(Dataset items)
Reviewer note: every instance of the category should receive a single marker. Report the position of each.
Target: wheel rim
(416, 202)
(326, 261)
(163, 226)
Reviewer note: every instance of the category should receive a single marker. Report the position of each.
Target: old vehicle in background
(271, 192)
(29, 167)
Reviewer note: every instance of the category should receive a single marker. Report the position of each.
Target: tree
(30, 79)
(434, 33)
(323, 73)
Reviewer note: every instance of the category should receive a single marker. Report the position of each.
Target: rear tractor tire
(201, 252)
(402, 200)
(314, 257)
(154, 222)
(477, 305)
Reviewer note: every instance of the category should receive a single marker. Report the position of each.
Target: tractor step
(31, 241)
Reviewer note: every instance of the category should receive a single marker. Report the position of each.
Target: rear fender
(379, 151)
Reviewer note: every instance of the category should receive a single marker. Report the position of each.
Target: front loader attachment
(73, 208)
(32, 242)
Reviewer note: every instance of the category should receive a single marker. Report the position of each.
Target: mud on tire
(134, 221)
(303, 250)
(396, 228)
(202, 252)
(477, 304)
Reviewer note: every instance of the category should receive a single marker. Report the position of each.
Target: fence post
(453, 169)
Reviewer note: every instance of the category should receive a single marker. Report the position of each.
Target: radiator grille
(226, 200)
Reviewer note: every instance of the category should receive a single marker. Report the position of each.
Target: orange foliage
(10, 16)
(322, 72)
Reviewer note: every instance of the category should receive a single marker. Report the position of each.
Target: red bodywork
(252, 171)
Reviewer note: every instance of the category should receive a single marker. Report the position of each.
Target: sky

▶ What you should do
The required output is every line from the one with "Target: fence post" to the final line of the entries, repeated exactly and with nothing else.

▶ Response area
Target: fence post
(453, 169)
Reviewer note: every instance of the category should receive a single marker. Report the position of each.
Target: radiator grille
(226, 200)
Reviewer note: every instance of the category should receive a single marker. Report the position of each.
Target: orange foliage
(10, 16)
(322, 72)
Reviewer note: every instance of the category should receive a single marker. Report the position of each.
Target: red bodywork
(252, 171)
Reviewer note: every instance of the category should receive a single marker. Report the position of each.
Target: sky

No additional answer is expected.